[INSTRUCTIONS TO FOLLOW]
Copy out the stretch of rows from the one with "Return the polygon of every instance of the person" through the end of the rows, requests included, adding 70 to every number in the answers (the viewBox sizes and path coordinates). Keep the requests unchanged, and leave the pictures out.

[Data pulled from a collection]
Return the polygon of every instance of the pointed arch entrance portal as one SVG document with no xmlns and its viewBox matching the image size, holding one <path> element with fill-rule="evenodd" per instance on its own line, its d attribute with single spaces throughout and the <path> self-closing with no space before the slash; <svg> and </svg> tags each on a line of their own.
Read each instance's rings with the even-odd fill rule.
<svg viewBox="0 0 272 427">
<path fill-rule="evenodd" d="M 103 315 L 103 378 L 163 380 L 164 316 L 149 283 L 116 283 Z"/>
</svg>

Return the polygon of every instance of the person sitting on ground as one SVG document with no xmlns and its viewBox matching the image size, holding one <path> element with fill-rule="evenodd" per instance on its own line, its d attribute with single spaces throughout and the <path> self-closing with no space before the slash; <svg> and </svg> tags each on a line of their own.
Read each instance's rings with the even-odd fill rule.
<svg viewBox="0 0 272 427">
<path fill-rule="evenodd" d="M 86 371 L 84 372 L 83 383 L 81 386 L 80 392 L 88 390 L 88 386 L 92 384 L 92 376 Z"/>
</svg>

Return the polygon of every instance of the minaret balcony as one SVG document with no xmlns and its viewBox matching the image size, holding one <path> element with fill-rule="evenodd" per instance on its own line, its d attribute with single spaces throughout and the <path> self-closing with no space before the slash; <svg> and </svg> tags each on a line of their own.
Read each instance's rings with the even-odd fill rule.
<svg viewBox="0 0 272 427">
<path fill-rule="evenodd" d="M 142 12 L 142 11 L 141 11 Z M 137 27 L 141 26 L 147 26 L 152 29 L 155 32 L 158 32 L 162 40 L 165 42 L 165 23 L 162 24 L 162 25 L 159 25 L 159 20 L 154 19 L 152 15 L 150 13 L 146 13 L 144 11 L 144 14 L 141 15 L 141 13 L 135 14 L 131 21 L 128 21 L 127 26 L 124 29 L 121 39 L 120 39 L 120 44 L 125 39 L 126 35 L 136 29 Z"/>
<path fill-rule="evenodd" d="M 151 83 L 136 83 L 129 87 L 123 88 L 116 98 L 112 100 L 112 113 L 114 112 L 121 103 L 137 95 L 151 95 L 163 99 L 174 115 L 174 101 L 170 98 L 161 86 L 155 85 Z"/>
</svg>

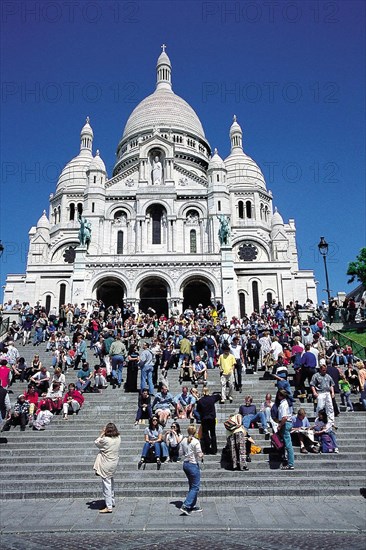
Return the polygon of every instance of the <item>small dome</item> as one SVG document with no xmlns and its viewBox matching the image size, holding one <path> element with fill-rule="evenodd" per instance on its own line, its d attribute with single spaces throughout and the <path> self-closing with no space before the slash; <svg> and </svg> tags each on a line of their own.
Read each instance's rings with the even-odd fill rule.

[FULL RESPONSE]
Return the polygon of every instance of the person sitting on ground as one SVG document with no xmlns and its viewBox matching the image size, holding one <path> element with fill-rule="evenodd" per instance on its own line, its d attribute with single spaces throughout and the <path> self-closing with no space before the slash; <svg> and </svg> tags each on a line of their own.
Read each instance's rings with the even-odd fill rule.
<svg viewBox="70 70 342 497">
<path fill-rule="evenodd" d="M 156 441 L 154 442 L 153 453 L 151 456 L 150 462 L 158 460 L 158 456 L 162 454 L 162 446 Z"/>
</svg>

Return the polygon of every instance of the minaret balcony as one SVG document with no xmlns and its viewBox matching the image size, holding one <path> element with fill-rule="evenodd" per instance on its own line, its d attribute with single spaces throughout and the <path> self-closing with no space before the slash; <svg> and </svg> tags each on a line of their own.
Read each instance's rings with the even-odd fill rule.
<svg viewBox="70 70 342 497">
<path fill-rule="evenodd" d="M 212 82 L 212 81 L 211 81 Z M 207 97 L 211 96 L 217 96 L 222 99 L 225 102 L 228 102 L 232 110 L 235 112 L 235 93 L 232 94 L 232 95 L 229 95 L 229 90 L 224 89 L 222 85 L 220 83 L 216 83 L 214 81 L 214 84 L 211 85 L 211 83 L 205 84 L 201 91 L 198 91 L 197 96 L 194 99 L 191 109 L 190 109 L 190 114 L 195 109 L 196 105 L 206 99 Z"/>
<path fill-rule="evenodd" d="M 221 153 L 206 153 L 199 157 L 193 158 L 186 168 L 182 170 L 182 183 L 184 182 L 191 173 L 207 165 L 221 165 L 233 169 L 244 185 L 244 171 L 240 168 L 231 156 L 225 155 Z"/>
</svg>

Return the polygon of every instance of the <item>small dome</item> as one SVG document with no xmlns and its viewBox matching the image size, holding one <path> element with fill-rule="evenodd" per instance on its own line, its d attribute with single spaces throughout and the <path> self-closing with no space before the slash; <svg> and </svg> tags each on a line of their own.
Read each instance's rings with the even-odd fill rule.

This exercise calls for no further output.